[Lines of data]
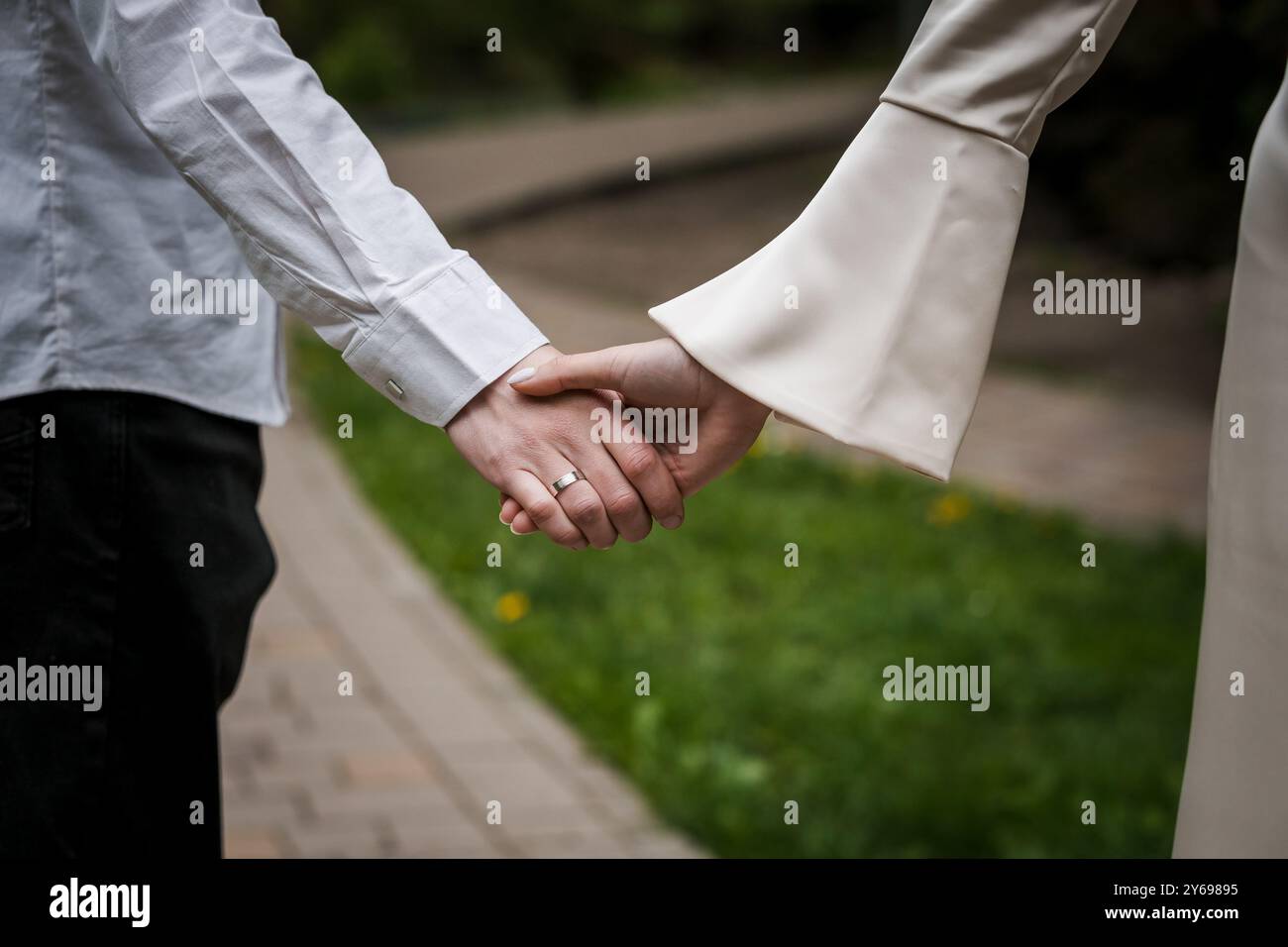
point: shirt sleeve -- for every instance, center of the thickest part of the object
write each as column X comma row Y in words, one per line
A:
column 308, row 197
column 870, row 318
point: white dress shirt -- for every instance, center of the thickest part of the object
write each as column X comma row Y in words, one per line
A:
column 145, row 138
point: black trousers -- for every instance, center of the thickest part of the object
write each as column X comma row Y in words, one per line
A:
column 129, row 541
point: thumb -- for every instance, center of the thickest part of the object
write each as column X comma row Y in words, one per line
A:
column 603, row 368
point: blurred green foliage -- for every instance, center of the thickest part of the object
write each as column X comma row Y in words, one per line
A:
column 404, row 53
column 1141, row 155
column 1140, row 158
column 765, row 681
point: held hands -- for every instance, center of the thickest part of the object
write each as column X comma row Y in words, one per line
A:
column 652, row 373
column 522, row 445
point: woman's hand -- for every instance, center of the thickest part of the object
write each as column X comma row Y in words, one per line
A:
column 522, row 445
column 653, row 373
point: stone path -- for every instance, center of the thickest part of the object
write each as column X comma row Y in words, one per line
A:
column 1127, row 464
column 437, row 728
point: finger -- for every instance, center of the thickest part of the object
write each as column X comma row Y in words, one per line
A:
column 626, row 510
column 585, row 509
column 640, row 463
column 603, row 368
column 545, row 512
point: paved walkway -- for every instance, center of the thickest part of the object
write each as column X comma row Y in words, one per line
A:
column 483, row 172
column 437, row 728
column 1128, row 464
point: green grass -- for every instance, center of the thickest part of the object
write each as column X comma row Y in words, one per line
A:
column 767, row 681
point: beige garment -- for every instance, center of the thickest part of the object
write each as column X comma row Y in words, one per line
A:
column 897, row 270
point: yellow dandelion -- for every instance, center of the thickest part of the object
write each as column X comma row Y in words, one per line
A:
column 948, row 509
column 511, row 607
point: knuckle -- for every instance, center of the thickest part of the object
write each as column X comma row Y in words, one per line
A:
column 634, row 534
column 584, row 509
column 638, row 463
column 544, row 510
column 623, row 504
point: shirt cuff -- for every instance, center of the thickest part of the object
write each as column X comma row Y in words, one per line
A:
column 445, row 344
column 871, row 317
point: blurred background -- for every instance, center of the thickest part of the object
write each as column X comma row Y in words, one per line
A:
column 765, row 680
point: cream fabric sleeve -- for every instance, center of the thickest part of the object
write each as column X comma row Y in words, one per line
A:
column 897, row 265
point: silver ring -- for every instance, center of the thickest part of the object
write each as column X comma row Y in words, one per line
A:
column 567, row 480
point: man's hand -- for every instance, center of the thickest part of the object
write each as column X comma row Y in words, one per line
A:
column 653, row 373
column 522, row 445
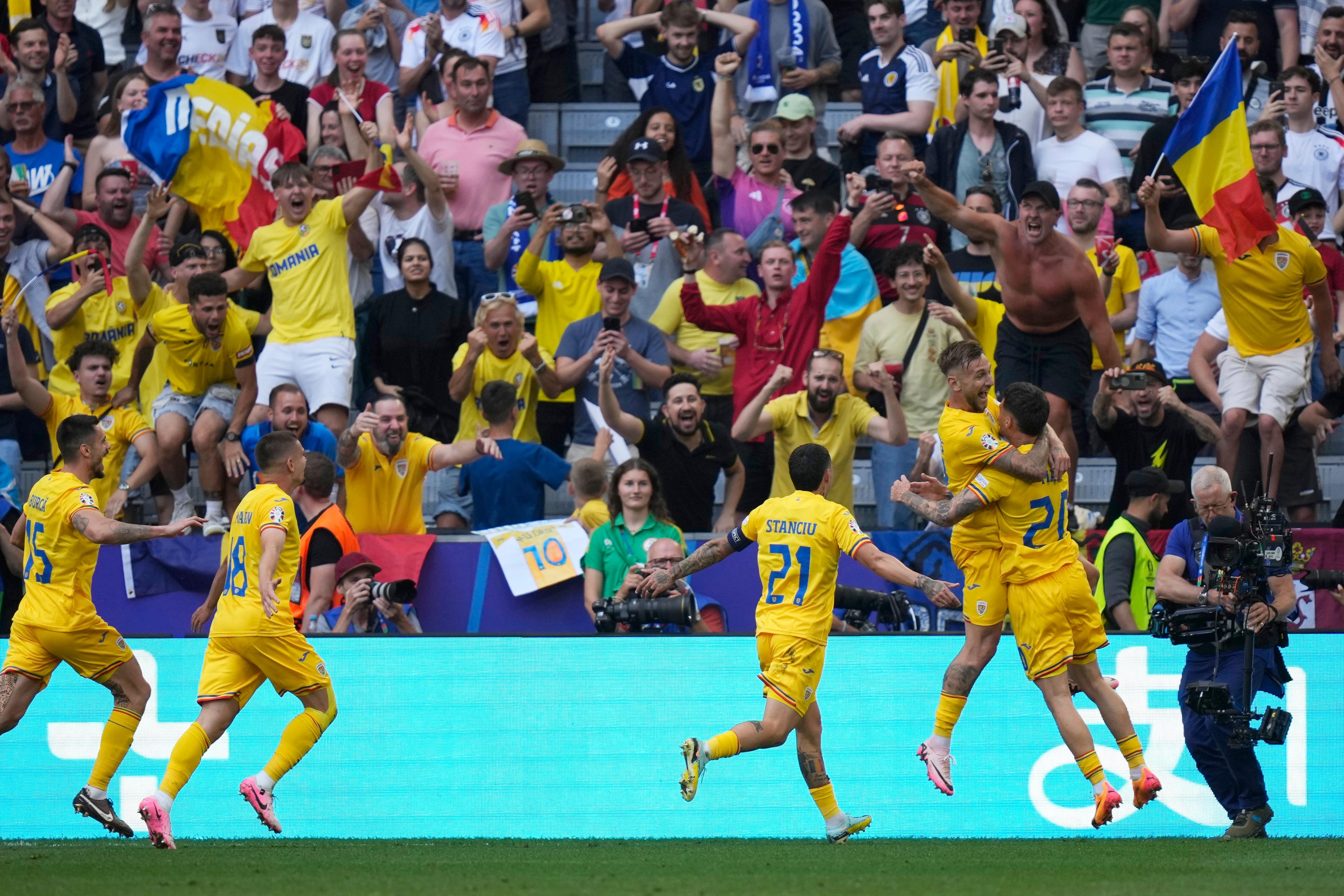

• [Exercise requirements] Copy the lines of data above, from the line that contains "point: white dress" up to and including the line that contains "column 1128, row 464".

• [Written solution]
point: white dress shirt -- for every instance, center of the thickest part of the object
write each as column X comma row Y in words, one per line
A:
column 145, row 138
point: black trousers -- for every instance, center of the thickest part of the object
write each as column X comma row Y in words, one per line
A:
column 129, row 541
point: thumb -- for every instance, center of the thickest part of the object
write each as column X comma row Y in words, one per line
A:
column 603, row 368
point: blurred green foliage -- for every instance, center of the thickest part of the object
write each as column X comma row Y in words, one per line
A:
column 404, row 53
column 1141, row 155
column 1140, row 158
column 765, row 681
point: held hands -- for every instance, center of the thickest part of the object
write each as column X comma row Y in words, one per line
A:
column 652, row 373
column 522, row 445
point: woman's hand -- for every instance, center of the thickest part of the object
write each as column X comma row Y in words, one per line
A:
column 522, row 445
column 653, row 373
point: stone path -- for every instance, center of the thickest part of the object
write each as column X comma row Y in words, one per line
A:
column 1127, row 464
column 437, row 728
point: finger -- for every instance, center of the thickest part of the object
write each as column X comma row Y in words, one per line
A:
column 626, row 510
column 585, row 509
column 640, row 463
column 603, row 368
column 545, row 512
point: paved walkway -- for every instance, center of the thickest part of the object
write each as column X comma row Y in words, one per line
A:
column 483, row 172
column 437, row 728
column 1128, row 464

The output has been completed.